History In 1968, a group of concerned citizens recognized the need to establish a recovery program for alcoholics in the Heart of Texas. These people organized and founded the Freeman House, located
at 1401 Columbus Avenue in Waco, Texas. The program opened its doors to provide rehabilitation services for adult male alcoholics on January 1, 1969.
The three story Georgian style mansion, constructed as a private home in 1911, derived its new name from Macon W. Freeman. As one of the original members of Alcoholics Anonymous in Texas, Freeman later became the first Executive Director of the Texas Commission on Alcoholism. The original Freeman House is listed in the National Register of Historic Places.
With the acquisition of the Neatherlin Carriage House, the program began admitting adult female alcoholics on January 1, 1975. The Carriage House, at that time, was the site of a special program for veterans of the United States Armed Forces.
The Freeman House, later renamed The Macon W. Freeman Center, further expanded to meet the needs of growing numbers of chemically dependent females seeking rehabilitation. A fashionable “turn of the century” mansion located next door at 1425 Columbus Avenue was acquired in 1987, making it possible to increase the residential capacity from eight to twenty-seven women. Although much of the program is still coeducational, the Women's program addresses “gender specific needs” and problems facing the female alcoholic/addict. Problems such as. co‑dependency, role conflict, sexual abuse, and unrealistic self imposed or societal expectations are addressed in specialized therapy groups.
A Women with Children’s Residential Program was dedicated in 1993 at the Dorothy Goodrich Jones House at 326 N. 14th St.. This program provides unique services to pregnant women receiving drug and alcohol rehabilitation services. Recovering women with up to two children under age 8 are accepted into this program. Parenting education and vocational training are included in the three month course of residential treatment
1. to work toward maintenance of a wholesome living environment which supports the ideals of sobriety and personal and social adjustment; 2. to accept that we are responsible for our own actions and behaviors, and to respect the dignity of human life in self and others;
3. to support the ideals of Alcoholics Anonymous and Narcotics Anonymous and the necessity of working the 12-step program of recovery;
4. to foster, through an appreciation and acceptance of spiritual concepts, the tools needed to achieve the permanent change to sober living;
5. to develop daily living skills for improved mastery of problems in living; and
6. to live in a therapeutic setting where peer socialization will help resolve interpersonal problems and to develop sober relationships with peers and authority.
The Freeman Center offers a continuum of care including an adult residential treatment program. Each individual client is respected as an adult who must master his or her own self governance. In individual counseling, group therapy, educational settings, recreation, and interpersonal relationships, one primary guiding principle is stressed,
"treat others the way you want them to treat you..."

Entries provided:

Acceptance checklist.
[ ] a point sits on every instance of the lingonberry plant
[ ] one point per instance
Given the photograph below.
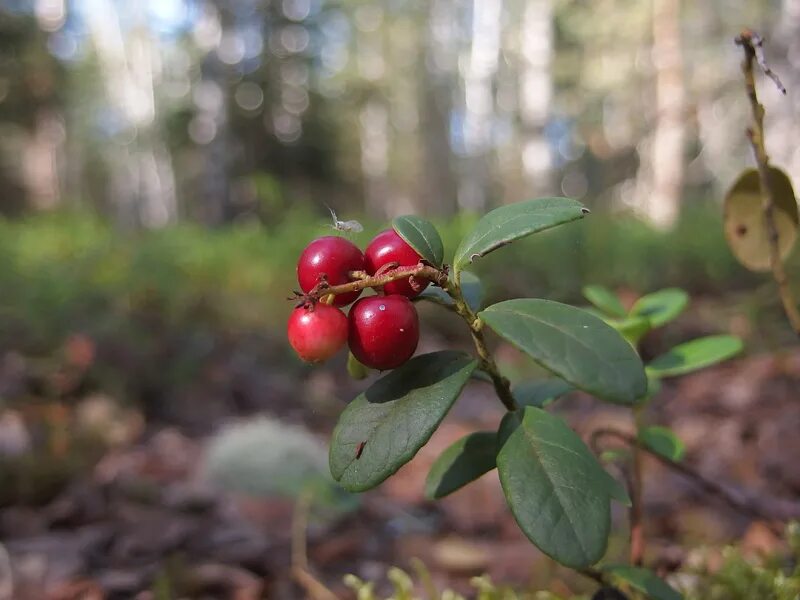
(558, 492)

Problem requirements:
Answer these questions from the Freeman Center history:
1. On what date did the program begin admitting adult female alcoholics?
2. The mansion acquired in 1987 raised the residential capacity for women from what number to what number?
3. How long is the residential treatment course in the Women with Children's Residential Program?

Worked solution:
1. January 1, 1975
2. From eight to twenty-seven
3. Three months